Data entries:
--- --- ---
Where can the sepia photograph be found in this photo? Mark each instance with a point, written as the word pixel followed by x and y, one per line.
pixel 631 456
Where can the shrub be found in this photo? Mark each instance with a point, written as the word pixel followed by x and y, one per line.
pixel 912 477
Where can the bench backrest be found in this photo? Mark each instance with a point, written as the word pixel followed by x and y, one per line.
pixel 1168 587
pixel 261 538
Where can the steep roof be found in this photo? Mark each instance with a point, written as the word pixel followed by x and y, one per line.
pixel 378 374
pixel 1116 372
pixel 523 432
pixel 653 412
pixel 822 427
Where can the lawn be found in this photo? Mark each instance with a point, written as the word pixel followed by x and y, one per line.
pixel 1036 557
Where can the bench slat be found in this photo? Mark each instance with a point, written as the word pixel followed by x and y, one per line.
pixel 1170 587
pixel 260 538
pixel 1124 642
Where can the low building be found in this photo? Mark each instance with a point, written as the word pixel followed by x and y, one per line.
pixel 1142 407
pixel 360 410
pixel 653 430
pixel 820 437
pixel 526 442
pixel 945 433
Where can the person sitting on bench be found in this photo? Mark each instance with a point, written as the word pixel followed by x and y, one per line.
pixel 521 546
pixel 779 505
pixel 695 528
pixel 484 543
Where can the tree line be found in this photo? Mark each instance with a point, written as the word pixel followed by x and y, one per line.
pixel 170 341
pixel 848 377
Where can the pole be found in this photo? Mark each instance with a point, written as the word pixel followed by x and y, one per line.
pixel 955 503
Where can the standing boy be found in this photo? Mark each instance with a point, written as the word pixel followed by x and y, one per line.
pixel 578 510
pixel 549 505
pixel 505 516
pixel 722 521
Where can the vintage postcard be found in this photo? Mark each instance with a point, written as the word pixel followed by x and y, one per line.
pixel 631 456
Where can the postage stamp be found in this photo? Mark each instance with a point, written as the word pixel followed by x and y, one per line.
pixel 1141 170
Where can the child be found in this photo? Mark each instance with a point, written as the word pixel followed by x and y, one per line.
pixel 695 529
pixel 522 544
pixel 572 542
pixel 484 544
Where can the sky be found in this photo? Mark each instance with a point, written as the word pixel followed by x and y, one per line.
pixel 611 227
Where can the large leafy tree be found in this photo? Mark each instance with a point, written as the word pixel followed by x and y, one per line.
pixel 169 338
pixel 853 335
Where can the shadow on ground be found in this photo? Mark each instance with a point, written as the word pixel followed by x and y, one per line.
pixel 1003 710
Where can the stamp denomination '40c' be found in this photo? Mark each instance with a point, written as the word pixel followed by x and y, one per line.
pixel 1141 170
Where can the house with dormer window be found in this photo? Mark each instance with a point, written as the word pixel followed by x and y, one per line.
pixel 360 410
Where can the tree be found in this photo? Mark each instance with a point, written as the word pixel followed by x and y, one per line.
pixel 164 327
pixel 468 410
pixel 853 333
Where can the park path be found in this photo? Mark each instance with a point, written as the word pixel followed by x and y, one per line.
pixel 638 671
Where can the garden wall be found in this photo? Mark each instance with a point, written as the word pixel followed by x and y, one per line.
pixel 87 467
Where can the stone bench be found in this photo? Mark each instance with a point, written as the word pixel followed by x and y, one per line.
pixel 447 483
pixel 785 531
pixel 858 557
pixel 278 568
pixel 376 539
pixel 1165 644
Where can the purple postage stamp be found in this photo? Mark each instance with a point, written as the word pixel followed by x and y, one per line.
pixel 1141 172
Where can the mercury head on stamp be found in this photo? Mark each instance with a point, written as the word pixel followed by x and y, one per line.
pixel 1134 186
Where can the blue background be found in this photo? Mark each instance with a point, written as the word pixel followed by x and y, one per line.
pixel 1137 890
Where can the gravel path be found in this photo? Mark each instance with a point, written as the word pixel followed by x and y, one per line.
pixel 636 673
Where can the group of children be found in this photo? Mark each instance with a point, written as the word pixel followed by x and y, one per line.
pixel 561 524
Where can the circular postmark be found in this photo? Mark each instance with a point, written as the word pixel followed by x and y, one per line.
--- --- ---
What is required:
What you return must match the data above character for character.

Exercise response:
Where can the sepia photograph be found in this photo? Mark each instance with a point, written as the word pixel followed by x and y, one per line.
pixel 631 456
Where can the shrub be found in this photo? Mark each instance with a point, written as the word pixel followed by x and y, one per line.
pixel 912 477
Where can the bench backrest be found in this photo? Mark each instance with a point, written as the word pixel followed by x and y, one per line.
pixel 1168 587
pixel 261 538
Where can the steep roof be found in this photo? Mark each instance with a point, written as the word pixel followed by x and y, one per line.
pixel 378 374
pixel 1116 372
pixel 523 432
pixel 653 412
pixel 822 427
Where can the lawn be found in this photo? Mark each instance with a point, written as the word pixel followed by x and y, one per line.
pixel 1036 557
Where can the bench slat be found in this photo? Mark each instance with a point, written as the word pixel followed by x and y, one per line.
pixel 1170 587
pixel 260 538
pixel 1124 642
Where can the low building be found in this photo? Mark each instance with a point, written as the word pixel followed by x and y, one per line.
pixel 1142 407
pixel 360 410
pixel 653 430
pixel 820 437
pixel 526 442
pixel 945 433
Where can the person sitting on bench be found in this photo? Mark each instance with a point, written as the word pixel followed by x and y, one per line.
pixel 521 546
pixel 779 505
pixel 695 528
pixel 484 543
Where can the tree line be found in this photo? Mark each instance with a point, written as the word pixel followed by x and y, one per line.
pixel 170 341
pixel 848 377
Where can the pole be found in this photo? Mark each instance with a point, written as the word pixel followed by x and y, one per line.
pixel 955 503
Where can the standing boy be found in this photo? Mark each instance with a point, written as the word pixel followed by x and y, one per line.
pixel 578 510
pixel 549 505
pixel 505 516
pixel 722 521
Where can the vintage postcard be found in this photo? Mark each instance with a point, written as the word pixel followed by x and y, one per line.
pixel 631 456
Where can the postage stamp be found in this photo? Mark each instance with a point, written as the word pixel followed by x and y, one per line.
pixel 1141 170
Where can the child be found in this photo? Mark each instance with a point, written as the word pixel followed by x and y, one per line.
pixel 695 529
pixel 522 544
pixel 572 542
pixel 484 544
Where can the sky be found in this photo? Mark each instance with a point, written as the word pixel followed by x and y, one per line.
pixel 611 227
Where can the large leafy tree be found in this photo? Mark each instance with a point, written as the word pixel followed by x and y, one per line.
pixel 169 338
pixel 853 335
Where can the shadow on ground be found in this photo? Mark each instance with a point, written as the word pixel followed by x and y, one per line.
pixel 1003 710
Where can the stamp denomination '40c' be found in this photo? Mark each instance with a point, written as the word pixel followed by x and y, one per line.
pixel 1141 170
Where can the house with dormer window be found in this photo? Mark each instance with a point, written as the word pixel followed by x and y, one per line.
pixel 360 410
Where can the tree be found in this photo? Mark each instance with a point, written as the word pixel followed by x and y, one per line.
pixel 164 327
pixel 468 410
pixel 853 333
Where can the park path be found in this photo? Mark each instance with a point, written as the word pixel followed by x and y, one per line.
pixel 638 671
Where can the garden wall be found in this photo? Mark each instance with a point, written as the word pixel followed by x and y, one per line.
pixel 87 467
Where can the stone bench be found in this photo? Mark each instance with a point, written as the word pixel followed by x and y, one per line.
pixel 447 483
pixel 785 531
pixel 858 557
pixel 278 568
pixel 376 539
pixel 1165 644
Where can the purple postage stamp be found in this photo? Mark each instance with a point, written as the word pixel followed by x and y, one per line.
pixel 1141 172
Where can the mercury head on stamp be found in this photo? Mark each instance with a point, written as the word pixel followed by x and y, one per line.
pixel 1134 186
Where can the blue background be found in this photo? Mark each instance with a point, written as the word pixel followed by x and y, one per line.
pixel 1137 890
Where can the gravel path be found in this photo? Mark each instance with a point, written as the word pixel followed by x and y, one per line.
pixel 636 673
Where can the group of children be found in this photo? Mark each instance with a point, written as the word pixel followed by x and y, one per line.
pixel 561 524
Where can the circular postmark be found in this photo? Mark each instance with a point, written as the word pixel followed by x and y, one per line.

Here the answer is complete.